Requirements:
From the entries below, extract every line that contains the word "gate". Case counts.

[Start of Data extract]

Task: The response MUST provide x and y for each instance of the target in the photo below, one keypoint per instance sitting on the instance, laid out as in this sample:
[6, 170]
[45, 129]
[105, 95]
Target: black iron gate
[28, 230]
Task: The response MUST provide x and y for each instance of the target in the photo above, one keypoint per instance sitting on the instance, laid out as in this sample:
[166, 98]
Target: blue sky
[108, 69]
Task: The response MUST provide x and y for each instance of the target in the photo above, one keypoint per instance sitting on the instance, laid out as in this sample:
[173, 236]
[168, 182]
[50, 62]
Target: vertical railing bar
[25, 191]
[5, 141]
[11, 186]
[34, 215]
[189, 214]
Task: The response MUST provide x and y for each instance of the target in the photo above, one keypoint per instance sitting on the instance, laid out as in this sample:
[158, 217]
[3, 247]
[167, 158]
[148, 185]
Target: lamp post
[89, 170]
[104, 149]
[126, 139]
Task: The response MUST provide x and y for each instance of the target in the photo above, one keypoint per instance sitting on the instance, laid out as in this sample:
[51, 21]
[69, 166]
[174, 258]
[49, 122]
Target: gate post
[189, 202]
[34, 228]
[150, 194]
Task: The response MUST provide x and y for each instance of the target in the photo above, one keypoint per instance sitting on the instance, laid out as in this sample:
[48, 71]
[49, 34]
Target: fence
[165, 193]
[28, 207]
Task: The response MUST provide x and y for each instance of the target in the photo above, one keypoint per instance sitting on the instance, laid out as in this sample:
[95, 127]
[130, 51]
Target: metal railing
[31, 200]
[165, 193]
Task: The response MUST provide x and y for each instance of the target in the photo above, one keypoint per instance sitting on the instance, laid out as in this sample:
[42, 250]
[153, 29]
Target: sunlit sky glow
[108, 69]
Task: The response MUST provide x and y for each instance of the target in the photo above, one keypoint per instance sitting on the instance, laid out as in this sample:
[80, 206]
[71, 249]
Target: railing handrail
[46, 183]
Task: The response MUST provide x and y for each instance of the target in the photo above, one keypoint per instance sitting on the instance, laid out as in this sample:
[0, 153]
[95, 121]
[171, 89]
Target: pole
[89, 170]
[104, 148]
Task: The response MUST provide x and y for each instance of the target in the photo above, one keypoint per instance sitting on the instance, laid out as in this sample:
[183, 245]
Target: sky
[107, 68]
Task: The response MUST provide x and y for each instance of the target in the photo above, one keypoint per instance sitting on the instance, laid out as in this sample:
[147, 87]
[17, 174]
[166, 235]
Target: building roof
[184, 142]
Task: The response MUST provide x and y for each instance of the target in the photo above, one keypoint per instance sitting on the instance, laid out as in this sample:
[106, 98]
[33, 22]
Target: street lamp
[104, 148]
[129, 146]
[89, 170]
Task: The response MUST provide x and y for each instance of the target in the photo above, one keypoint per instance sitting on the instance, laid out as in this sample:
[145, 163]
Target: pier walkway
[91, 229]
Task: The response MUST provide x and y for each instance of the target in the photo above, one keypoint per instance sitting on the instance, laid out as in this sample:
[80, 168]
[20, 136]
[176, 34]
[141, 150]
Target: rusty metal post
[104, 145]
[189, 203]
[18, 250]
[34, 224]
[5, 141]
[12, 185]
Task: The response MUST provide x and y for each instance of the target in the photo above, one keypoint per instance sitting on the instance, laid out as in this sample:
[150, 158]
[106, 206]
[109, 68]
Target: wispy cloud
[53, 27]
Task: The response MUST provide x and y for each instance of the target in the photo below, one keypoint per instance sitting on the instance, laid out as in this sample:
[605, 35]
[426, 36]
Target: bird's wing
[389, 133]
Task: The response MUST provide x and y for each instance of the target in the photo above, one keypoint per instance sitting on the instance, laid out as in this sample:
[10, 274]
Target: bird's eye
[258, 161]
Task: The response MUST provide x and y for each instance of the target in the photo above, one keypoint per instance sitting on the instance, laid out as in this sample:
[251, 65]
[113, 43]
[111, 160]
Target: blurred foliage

[End of Data extract]

Full solution:
Target: black iron gate
Target: gate post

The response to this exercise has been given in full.